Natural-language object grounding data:
┄┄┄┄┄┄┄┄┄┄┄┄┄┄┄┄┄┄┄┄

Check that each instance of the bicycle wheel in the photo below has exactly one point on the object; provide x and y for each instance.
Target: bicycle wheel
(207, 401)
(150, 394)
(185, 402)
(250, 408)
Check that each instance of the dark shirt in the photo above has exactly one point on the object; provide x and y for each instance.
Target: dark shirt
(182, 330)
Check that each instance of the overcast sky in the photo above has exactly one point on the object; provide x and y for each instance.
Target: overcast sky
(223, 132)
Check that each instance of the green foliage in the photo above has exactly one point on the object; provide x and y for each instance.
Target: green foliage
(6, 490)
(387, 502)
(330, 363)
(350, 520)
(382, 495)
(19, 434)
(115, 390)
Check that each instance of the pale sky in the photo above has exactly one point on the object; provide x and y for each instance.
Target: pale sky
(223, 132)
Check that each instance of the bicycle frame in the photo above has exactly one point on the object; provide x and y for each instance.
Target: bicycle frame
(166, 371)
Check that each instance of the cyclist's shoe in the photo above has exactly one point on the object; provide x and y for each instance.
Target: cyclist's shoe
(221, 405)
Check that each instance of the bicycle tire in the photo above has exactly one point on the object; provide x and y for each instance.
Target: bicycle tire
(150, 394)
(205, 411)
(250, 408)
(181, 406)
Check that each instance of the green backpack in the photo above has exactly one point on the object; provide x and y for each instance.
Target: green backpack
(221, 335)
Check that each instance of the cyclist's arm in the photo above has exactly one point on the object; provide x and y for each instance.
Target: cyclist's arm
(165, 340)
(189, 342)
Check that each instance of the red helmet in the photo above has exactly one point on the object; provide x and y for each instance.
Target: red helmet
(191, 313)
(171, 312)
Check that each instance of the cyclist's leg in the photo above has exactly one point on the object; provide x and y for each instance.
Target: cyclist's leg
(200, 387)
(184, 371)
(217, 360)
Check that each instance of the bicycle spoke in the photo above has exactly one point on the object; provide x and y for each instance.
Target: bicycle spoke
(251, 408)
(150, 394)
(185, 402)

┄┄┄┄┄┄┄┄┄┄┄┄┄┄┄┄┄┄┄┄

Your response should hold only an exact copy of the lines above, from the one containing "Target: red helmet" through the end of the entries.

Target: red helmet
(191, 313)
(171, 312)
Check that each instance of the cyclist's leg in the photo above has exactly one point on the object; provide x and y for each instance.
Target: cyclist's leg
(200, 387)
(184, 371)
(217, 360)
Check that each instance of the bicycle spoke in the photo above has exactly one point on the object; provide x and y for each instance.
Target: bicycle spoke
(251, 408)
(150, 394)
(185, 402)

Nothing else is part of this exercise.